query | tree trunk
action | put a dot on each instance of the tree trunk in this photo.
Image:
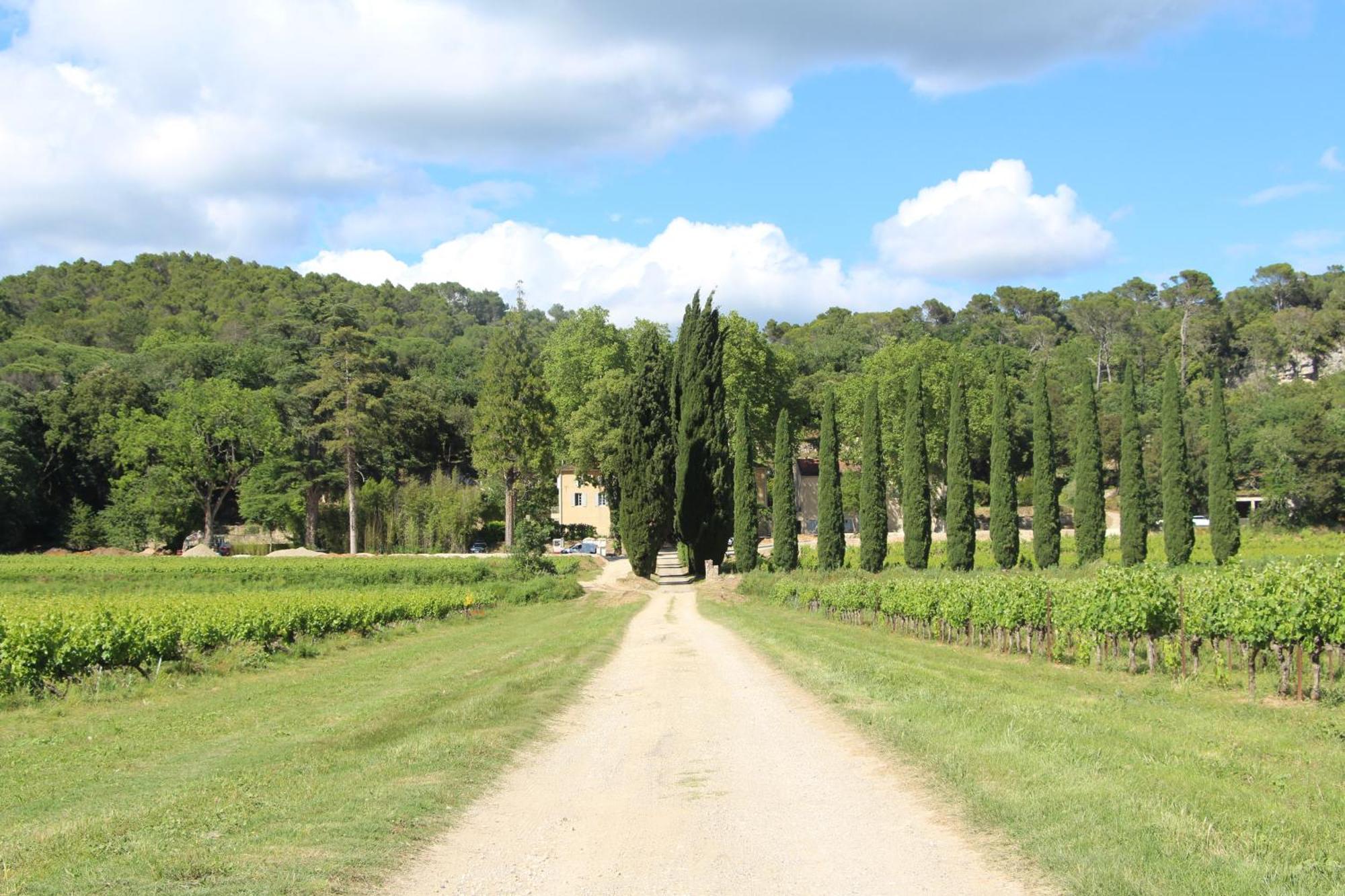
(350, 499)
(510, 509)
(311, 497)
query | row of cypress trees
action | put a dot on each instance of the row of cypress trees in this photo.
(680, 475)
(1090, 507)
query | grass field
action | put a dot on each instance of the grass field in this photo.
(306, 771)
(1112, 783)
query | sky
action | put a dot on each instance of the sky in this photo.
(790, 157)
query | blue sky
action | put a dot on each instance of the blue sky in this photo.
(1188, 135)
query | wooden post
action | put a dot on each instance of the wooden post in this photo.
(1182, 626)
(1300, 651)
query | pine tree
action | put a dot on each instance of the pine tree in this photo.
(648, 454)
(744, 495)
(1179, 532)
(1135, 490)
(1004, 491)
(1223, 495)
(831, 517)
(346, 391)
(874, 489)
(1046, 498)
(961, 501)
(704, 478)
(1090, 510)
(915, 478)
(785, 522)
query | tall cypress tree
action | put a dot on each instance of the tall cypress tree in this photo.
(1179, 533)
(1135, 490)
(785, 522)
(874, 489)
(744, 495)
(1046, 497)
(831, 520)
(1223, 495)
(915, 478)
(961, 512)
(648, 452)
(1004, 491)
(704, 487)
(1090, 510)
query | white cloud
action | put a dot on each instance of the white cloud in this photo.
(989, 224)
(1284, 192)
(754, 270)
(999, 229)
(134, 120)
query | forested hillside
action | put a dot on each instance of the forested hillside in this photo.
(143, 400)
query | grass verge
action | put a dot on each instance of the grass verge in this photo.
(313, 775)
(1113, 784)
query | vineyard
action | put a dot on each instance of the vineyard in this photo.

DESCRIPTION OF THE TASK
Produce an exact copy of each line of data, skipping embedded images.

TASK RESULT
query | tree trunk
action | put a dot on each instance of the tree trunk in this photo.
Image:
(350, 499)
(510, 509)
(311, 497)
query | row of cypress trees
action | put a dot on each instance of the row of cypress trees in this photo.
(680, 475)
(1090, 507)
query | grass field
action | put a dot on each instance of the grass field in this photo.
(306, 771)
(1112, 783)
query | sky
action | put a dot on each instance of the sky in this photo.
(790, 157)
query | blue sky
action | put a dot on each instance of the blue sky in this photo.
(1188, 135)
query | wooden post
action | put a dot on each instance of the wooden post in this photo.
(1182, 626)
(1300, 651)
query | pine tree
action | put a dot on each instance of the pine tree in this photo.
(648, 454)
(744, 495)
(1179, 532)
(1135, 490)
(1004, 491)
(1223, 495)
(831, 517)
(346, 391)
(874, 489)
(1046, 498)
(961, 501)
(704, 478)
(1090, 510)
(915, 478)
(785, 522)
query | tall cypress tree
action | put a dot on each instance of the tall cypress tree in this photo.
(1179, 533)
(1135, 490)
(785, 522)
(874, 489)
(744, 495)
(1046, 497)
(831, 520)
(1223, 495)
(915, 478)
(961, 512)
(648, 452)
(1004, 491)
(704, 487)
(1090, 510)
query | white cloud
action | put a dot on each instance of the white cloud in this photo.
(989, 224)
(1284, 192)
(754, 270)
(999, 229)
(134, 120)
query | forested hillside
action | put a dot on each instance of the forested hillside in this photo.
(143, 400)
query | grass verge
action | put a dot on each instance of the grass verge in this photo.
(313, 775)
(1113, 784)
query | vineyard
action | put a dot on each instance of the vineyard in this photo.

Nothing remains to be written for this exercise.